Start of Data for this exercise

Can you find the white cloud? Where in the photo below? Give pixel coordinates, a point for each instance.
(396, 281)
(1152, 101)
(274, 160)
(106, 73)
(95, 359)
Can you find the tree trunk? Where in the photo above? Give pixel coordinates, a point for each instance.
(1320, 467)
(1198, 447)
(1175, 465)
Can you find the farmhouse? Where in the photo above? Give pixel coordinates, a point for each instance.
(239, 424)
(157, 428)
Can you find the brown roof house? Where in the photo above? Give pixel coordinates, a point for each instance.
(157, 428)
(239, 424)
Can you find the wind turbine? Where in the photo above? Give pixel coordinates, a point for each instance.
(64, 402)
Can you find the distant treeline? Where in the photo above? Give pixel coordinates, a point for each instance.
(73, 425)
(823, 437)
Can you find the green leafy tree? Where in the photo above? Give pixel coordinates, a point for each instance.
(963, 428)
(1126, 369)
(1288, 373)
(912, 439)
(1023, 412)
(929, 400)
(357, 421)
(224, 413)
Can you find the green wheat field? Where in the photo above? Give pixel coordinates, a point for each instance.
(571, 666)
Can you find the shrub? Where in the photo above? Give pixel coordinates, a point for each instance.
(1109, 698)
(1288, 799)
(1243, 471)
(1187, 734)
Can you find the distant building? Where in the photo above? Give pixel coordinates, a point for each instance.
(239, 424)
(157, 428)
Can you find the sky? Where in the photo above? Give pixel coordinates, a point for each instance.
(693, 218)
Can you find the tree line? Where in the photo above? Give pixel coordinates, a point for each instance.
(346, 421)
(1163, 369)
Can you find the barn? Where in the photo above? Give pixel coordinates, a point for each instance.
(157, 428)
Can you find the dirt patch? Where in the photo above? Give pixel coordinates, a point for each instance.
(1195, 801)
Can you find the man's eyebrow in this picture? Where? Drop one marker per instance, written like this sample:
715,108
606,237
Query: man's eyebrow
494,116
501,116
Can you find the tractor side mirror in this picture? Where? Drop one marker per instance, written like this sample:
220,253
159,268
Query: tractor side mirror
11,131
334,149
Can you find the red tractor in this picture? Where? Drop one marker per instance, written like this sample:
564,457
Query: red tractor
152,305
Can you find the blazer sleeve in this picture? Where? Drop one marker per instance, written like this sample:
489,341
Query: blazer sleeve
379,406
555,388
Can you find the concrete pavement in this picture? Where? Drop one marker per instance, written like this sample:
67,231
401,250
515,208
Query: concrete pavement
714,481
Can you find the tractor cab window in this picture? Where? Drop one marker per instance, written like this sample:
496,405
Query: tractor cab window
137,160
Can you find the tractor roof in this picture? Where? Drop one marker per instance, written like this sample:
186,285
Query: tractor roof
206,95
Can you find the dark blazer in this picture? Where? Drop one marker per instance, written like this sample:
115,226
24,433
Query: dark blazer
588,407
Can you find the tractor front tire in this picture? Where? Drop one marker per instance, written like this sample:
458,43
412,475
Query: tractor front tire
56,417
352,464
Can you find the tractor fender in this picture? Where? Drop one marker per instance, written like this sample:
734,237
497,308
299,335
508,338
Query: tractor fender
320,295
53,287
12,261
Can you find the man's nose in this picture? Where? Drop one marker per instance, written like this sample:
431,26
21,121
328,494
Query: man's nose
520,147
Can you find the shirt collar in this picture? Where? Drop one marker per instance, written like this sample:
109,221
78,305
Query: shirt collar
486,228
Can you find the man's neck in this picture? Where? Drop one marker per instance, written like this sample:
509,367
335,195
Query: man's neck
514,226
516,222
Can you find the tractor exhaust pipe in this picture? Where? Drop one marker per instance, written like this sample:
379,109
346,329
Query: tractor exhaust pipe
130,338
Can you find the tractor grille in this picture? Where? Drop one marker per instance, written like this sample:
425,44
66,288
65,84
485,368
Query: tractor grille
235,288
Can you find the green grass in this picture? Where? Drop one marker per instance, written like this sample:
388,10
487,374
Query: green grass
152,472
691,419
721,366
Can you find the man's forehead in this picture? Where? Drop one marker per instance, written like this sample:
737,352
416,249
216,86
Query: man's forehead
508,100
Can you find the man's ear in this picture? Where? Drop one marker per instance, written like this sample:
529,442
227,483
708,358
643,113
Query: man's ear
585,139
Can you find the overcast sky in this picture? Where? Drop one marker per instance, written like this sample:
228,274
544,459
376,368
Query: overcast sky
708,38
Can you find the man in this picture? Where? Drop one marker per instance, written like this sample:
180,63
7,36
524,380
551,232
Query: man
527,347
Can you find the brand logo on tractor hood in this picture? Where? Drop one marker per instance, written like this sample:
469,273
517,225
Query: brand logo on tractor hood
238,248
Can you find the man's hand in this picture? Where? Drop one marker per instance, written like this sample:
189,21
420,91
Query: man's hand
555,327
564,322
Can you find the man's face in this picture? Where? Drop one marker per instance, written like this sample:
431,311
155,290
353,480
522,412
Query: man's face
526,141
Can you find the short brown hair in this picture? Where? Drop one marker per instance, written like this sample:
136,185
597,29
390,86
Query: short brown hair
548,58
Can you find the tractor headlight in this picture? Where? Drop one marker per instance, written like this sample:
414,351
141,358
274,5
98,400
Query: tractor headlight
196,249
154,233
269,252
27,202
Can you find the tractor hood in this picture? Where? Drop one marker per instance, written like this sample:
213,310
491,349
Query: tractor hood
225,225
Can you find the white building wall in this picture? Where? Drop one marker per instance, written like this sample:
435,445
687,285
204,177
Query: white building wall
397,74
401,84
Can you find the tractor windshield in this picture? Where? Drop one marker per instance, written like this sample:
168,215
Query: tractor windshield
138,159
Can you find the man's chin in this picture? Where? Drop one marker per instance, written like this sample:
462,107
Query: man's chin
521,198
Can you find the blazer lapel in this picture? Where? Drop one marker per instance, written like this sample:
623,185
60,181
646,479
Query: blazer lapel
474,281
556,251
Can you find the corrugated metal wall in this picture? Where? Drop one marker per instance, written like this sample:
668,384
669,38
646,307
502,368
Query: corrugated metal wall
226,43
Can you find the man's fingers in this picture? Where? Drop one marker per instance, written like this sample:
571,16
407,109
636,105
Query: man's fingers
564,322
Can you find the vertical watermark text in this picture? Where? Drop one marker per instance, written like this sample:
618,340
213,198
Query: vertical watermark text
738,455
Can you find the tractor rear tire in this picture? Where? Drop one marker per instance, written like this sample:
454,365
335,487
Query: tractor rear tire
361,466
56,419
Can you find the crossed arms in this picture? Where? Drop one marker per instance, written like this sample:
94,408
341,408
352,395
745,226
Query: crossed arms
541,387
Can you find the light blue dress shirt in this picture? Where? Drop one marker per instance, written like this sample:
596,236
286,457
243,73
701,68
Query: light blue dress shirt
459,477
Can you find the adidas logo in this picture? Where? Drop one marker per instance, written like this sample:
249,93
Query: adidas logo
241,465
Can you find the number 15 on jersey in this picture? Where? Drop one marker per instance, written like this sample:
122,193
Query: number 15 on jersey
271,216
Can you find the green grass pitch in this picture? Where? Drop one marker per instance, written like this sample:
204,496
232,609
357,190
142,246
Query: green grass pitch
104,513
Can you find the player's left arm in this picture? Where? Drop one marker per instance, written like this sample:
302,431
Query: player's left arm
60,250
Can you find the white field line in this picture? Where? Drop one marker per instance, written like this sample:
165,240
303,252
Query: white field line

End of Data for this exercise

▶ _Exercise_:
Would you write out all of the data exactly as given?

▶ _Answer to this problem_:
Can you find the white cloud? Where in the photo below? Give pixel coordinates, a point for each instance.
(396, 281)
(1152, 101)
(274, 160)
(106, 73)
(95, 359)
Can you find the tree trunk? Where in the photo above? Give pixel coordinates, a point for each instance.
(1320, 467)
(1198, 447)
(1175, 465)
Can you find the farmhouse? Where in the photo above? Give pixel coordinates, a point for each instance.
(239, 424)
(157, 428)
Can you find the brown roof house? Where in the photo above? Give pixel coordinates, a point for each instance.
(157, 428)
(239, 424)
Can you find the wind turbine? Where in the photo above? Give pixel coordinates, a point for each instance.
(64, 402)
Can you find the distant treeline? Where in the photo above? Give pixel coordinates, a point for each instance.
(73, 425)
(823, 437)
Can you find the green leafy tree? Where in the photo above? Give pixel coordinates, a point for each instance.
(963, 428)
(1126, 369)
(1288, 373)
(912, 439)
(1023, 412)
(929, 400)
(357, 421)
(224, 413)
Can you find the green wheat field? Where in the photo above? Give pixel coordinates, a point for each instance.
(571, 666)
Can you find the shrub? Where in the photo above? Give pixel coordinates, a point for each instance.
(1109, 698)
(1288, 799)
(1243, 471)
(1187, 734)
Can you find the distant building? Where in the photo above? Give pixel coordinates, a point for each instance.
(239, 424)
(157, 428)
Can you find the sky? Where in the photo above? Give pixel coordinates, a point for each instance.
(693, 218)
Can you find the tree line? Where in the photo above? Give pixel coordinates, a point for each instance.
(346, 421)
(1163, 369)
Can you find the barn? Where in the photo above? Give pixel coordinates, a point for each instance.
(157, 428)
Can you find the dirt patch? Where in the photo above? Give pixel coordinates, a point for each instance.
(1195, 801)
Can you find the man's eyebrow in this picture? Where? Drop one marker per instance, written like this sample:
715,108
606,237
Query: man's eyebrow
494,116
501,116
Can you find the tractor side mirror in this picture? Where? Drop one marker per instance, written like this sample:
220,253
159,268
Query: tractor side mirror
11,131
334,149
Can you find the red tractor in this picture? Where? Drop one marker per instance, written like this sample:
564,457
Query: red tractor
152,305
Can you find the blazer sleeve in this picture? Where? Drop one marker per instance, written like this sample:
489,341
Query: blazer sleeve
379,406
555,388
Can you find the concrete pavement in this picture? Where? Drop one marker per instance, written like this sample:
67,231
401,250
515,208
Query: concrete pavement
714,481
Can you find the tractor cab window in this picture? Where? Drop one marker per instance, written like this sample:
496,405
Query: tractor cab window
137,160
Can you find the tractor roof in this picture? Where? Drop one marker per instance, written like this sample:
186,285
Query: tractor roof
206,95
Can you find the dark blazer in this picture? Where? Drop one marker per instance, written like this sample:
115,226
24,433
Query: dark blazer
588,407
Can you find the tractor front tire in this picture? Where? Drop one marker per instance, written like this sample:
458,43
412,475
Query: tractor front tire
56,417
352,464
Can you find the tractor fender in this picture? Where? Drop one marker per instance, written like this sample:
734,237
497,308
299,335
508,338
Query: tractor fender
320,295
53,287
12,261
Can you find the man's nose in this picture? Where? Drop one marker per instance, written like this sample:
431,26
21,121
328,494
Query: man's nose
520,147
Can you find the shirt collar in this picture? Where? Drop one marker per instance, written like this sample:
109,221
78,305
Query: shirt collar
486,228
Can you find the man's neck in this picture? Where? Drop one marker per instance, written like this sample:
509,367
335,195
Query: man's neck
514,226
516,222
Can you find the tractor exhaust pipe in this picture? Where? Drop one marker per instance, written like this sample:
379,109
346,329
Query: tractor exhaust pipe
130,338
Can you find the tractor grille in this picture? Where? Drop one marker per instance, written like this sample:
425,44
66,288
65,84
485,368
Query: tractor grille
235,288
Can you find the green grass in this picture? Where? Drop one marker per instance, written like this sample:
388,10
487,374
Query: green grass
152,472
691,419
721,366
Can you find the man's forehead in this picture? Where? Drop one marker per instance, written like this sample:
737,352
416,249
216,86
Query: man's forehead
508,100
Can you find the man's ear in this picture? Where? Drop one marker per instance, written like this sample:
529,442
227,483
708,358
643,113
Query: man's ear
585,139
Can you find the overcast sky in this picture? Where? Drop one marker per instance, written like this sample:
228,274
544,459
376,368
Query: overcast sky
708,38
Can you find the man in this picture? Where? Drop one marker per instance, written like this sample:
180,63
7,36
524,380
551,232
Query: man
527,347
Can you find the brand logo on tractor hood in this picture? Where? Drop one marker per instance, written like this sample:
469,273
517,225
Query: brand logo on tractor hood
238,248
Can you find the man's hand in this picture? Where? Drop one marker per instance, written like this sample:
189,21
420,91
Query: man's hand
555,327
564,322
Can you find the man's face in this picture? Where? Drop one marker per instance, written like this sample:
431,311
155,290
353,480
522,412
Query: man's face
526,141
Can you find the short brown hair in this picture? Where? Drop one marker per instance, written like this sample:
136,185
597,29
390,86
Query: short brown hair
548,58
Can you find the tractor headlight in this picture? Where? Drop one marker per instance, written like this sample:
414,351
141,358
274,5
98,400
Query: tractor headlight
196,249
154,233
269,252
27,202
Can you find the tractor hood in this picture? Where? Drop one marker per instance, written like this sample:
213,310
491,349
Query: tractor hood
225,225
Can you find the white building wall in this picture? Where? Drop one marker per instance, written like this sample:
435,445
687,285
204,177
Query: white building wall
397,74
401,84
Can you find the tractor windshield in this picture? Where? Drop one marker per instance, written like this sample:
168,215
Query: tractor windshield
138,159
Can you find the man's chin in this picture? Where? Drop one marker per instance, written like this sample:
462,107
Query: man's chin
521,198
Can you find the blazer lapel in this picture? Where? Drop one marker per instance, written like this sample:
623,185
60,181
646,479
Query: blazer lapel
474,281
556,251
Can you find the corrugated metal wall in this picture? Where? Drop one marker per instance, written like this sample:
668,384
669,38
646,307
502,368
Query: corrugated metal wall
226,43
Can you find the man's fingers in this picture? Where? Drop one marker per instance, written like this sample:
571,16
407,109
636,105
Query: man's fingers
564,322
Can you find the vertical watermark text in this picture? Where? Drop one marker per instance, written like this sample:
618,340
213,198
Query: vertical watermark text
738,455
Can you find the tractor rear tire in this picture? Where? Drop one marker per instance, written like this sample:
454,365
335,487
Query: tractor rear tire
361,466
56,419
Can you find the crossed arms in this picture? Where? Drop one marker per instance, written like this sample:
94,408
341,408
352,395
745,226
Query: crossed arms
541,387
Can you find the light blue dress shirt in this picture? Where? Drop one marker per instance, written like this sample:
596,236
286,457
243,73
701,68
Query: light blue dress shirt
459,477
Can you find the adidas logo in this picture? Where? Drop one marker per instance, written like this sample:
249,93
Query: adidas logo
241,465
Can you find the number 15 on jersey in this picture? Where? Drop one marker per instance, written like this sample:
122,193
Query: number 15 on jersey
271,216
Can you find the green grass pitch in this picture? Where? Drop one marker per instance, written like this sample:
204,496
232,609
357,190
142,246
Query: green grass pitch
104,513
Can you find the player's left arm in this picture? Where? Drop one marker per instance, written like this sample:
302,431
Query: player's left arm
60,250
Can you find the white field line in this picture? Where? Drop one marker per instance, written like this sample:
165,240
303,252
Query: white field line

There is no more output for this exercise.